Text section →

==================================================

Memory safety is one of Rust’s biggest selling points. It’s a bit baffling that this engine would choose to implement unsafe garbage collection.

  • scratcheee 2 days ago

    The obvious use-case for unsafe is to implement alternative memory regimes that don’t exist in rust already, so you can write safe abstractions over them.

    Rust doesn’t have the kind of high performance garbage collection you’d want for this, so starting with unsafe makes perfect sense to me. Hopefully they keep the unsafe layer small to minimise mistakes, but it seems reasonable to me.

  • nicoburns 2 days ago

    Even using something as simple as Vec means using `unsafe` code (from the std library). The idea isn't to have no `unsafe` code (which is impossible). It's to limit it to small sections of your code that are much more easily verifiable.

    For some use cases, that means that "user code" can have no `unsafe`. But implementing a GC is very much not one of those.

  • jeroenhd 2 days ago

    Rust also has some nice language features. Even unsafe rust doesn't have the huge "undefined behaviour" surface that languages like C++ still contain.

    If I were to write a toy JS runtime in Rust, I'd try to make it as safe as possible and deal with unsafe only when optimization starts to become necessary, but it's not like that's the only way to use Rust.

==================================================

Extracted material →
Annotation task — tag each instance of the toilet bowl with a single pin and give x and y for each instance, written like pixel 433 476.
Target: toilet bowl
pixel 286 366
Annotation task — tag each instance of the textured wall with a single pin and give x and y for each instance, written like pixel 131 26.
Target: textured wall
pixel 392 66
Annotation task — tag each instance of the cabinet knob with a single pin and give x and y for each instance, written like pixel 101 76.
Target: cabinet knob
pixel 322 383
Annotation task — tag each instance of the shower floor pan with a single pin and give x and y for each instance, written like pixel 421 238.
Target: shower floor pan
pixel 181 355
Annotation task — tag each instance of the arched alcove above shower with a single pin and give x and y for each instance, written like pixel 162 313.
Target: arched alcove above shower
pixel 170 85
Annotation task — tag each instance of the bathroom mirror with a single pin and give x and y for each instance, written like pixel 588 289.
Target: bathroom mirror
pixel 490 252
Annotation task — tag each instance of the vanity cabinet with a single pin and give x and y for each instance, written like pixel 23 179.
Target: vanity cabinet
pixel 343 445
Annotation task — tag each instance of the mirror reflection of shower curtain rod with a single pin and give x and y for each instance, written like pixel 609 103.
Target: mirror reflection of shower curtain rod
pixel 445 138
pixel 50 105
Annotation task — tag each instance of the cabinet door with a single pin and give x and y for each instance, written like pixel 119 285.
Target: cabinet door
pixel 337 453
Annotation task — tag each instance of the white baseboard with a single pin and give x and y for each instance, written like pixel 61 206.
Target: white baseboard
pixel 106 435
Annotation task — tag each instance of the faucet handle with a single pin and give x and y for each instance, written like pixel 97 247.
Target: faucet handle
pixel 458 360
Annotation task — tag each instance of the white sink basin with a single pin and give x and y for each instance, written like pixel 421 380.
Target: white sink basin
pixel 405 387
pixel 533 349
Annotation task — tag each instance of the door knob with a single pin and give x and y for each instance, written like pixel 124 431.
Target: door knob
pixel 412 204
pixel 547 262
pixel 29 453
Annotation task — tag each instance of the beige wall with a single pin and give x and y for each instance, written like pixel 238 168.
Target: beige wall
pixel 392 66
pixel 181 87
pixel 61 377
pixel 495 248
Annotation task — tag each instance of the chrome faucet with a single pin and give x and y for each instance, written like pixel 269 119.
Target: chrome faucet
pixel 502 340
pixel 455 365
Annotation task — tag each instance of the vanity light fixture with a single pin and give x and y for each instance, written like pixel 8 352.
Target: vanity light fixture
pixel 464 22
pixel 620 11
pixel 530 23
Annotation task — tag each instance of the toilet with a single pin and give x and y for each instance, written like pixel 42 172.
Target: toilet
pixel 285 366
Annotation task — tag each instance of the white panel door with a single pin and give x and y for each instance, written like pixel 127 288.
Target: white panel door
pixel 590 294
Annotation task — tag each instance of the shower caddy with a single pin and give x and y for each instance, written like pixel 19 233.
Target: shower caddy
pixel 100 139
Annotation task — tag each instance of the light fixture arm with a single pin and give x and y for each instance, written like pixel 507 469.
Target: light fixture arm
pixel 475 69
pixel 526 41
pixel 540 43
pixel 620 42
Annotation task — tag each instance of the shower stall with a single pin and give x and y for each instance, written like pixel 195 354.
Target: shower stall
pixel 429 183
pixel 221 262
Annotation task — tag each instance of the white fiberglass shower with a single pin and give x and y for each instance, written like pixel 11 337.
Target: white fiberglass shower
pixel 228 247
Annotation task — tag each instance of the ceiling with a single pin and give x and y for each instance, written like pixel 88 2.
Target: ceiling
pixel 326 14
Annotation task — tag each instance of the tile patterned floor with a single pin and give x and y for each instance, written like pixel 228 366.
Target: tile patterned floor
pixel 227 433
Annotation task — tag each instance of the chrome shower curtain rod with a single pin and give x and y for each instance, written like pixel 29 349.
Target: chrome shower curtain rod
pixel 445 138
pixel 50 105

==================================================

Directions →
A. Translate this sentence from the Rust forum thread into Spanish: "Memory safety is one of Rust’s biggest selling points."
B. Write out the part of the Rust forum thread that opens with the words containing "Memory safety is" and closes with "reasonable to me.".
C. Continue the Rust forum thread from its last comment onward.

Responses by task →
A. La seguridad de memoria es uno de los mayores atractivos de Rust.

B.
Memory safety is one of Rust’s biggest selling points. It’s a bit baffling that this engine would choose to implement unsafe garbage collection.

  • scratcheee 2 days ago

    The obvious use-case for unsafe is to implement alternative memory regimes that don’t exist in rust already, so you can write safe abstractions over them.

    Rust doesn’t have the kind of high performance garbage collection you’d want for this, so starting with unsafe makes perfect sense to me. Hopefully they keep the unsafe layer small to minimise mistakes, but it seems reasonable to me.

C.
    • LtdJorge 2 days ago

      That’s the philosophy. Use the less constrained (but still somewhat constrained and borrow checked) unsafe to wrap/build the low level stuff, and expose a safe public API. That way you limit the exposure of human errors in unsafe code to a few key parts that can be well understood and tested.

  • swiftcoder 2 days ago

    The whole point of unsafe is to be able to circumvent the guardrails where the developer knows something the compiler isn't (yet) smart enough to understand. It's likely that implementing a high-performance GC runs afoul of quite a few of those edge cases.

  • the__alchemist 2 days ago

    IMO the memory safety aspect is overblown by enthusiasts and purists. Rust is an overall nice fast imperative language.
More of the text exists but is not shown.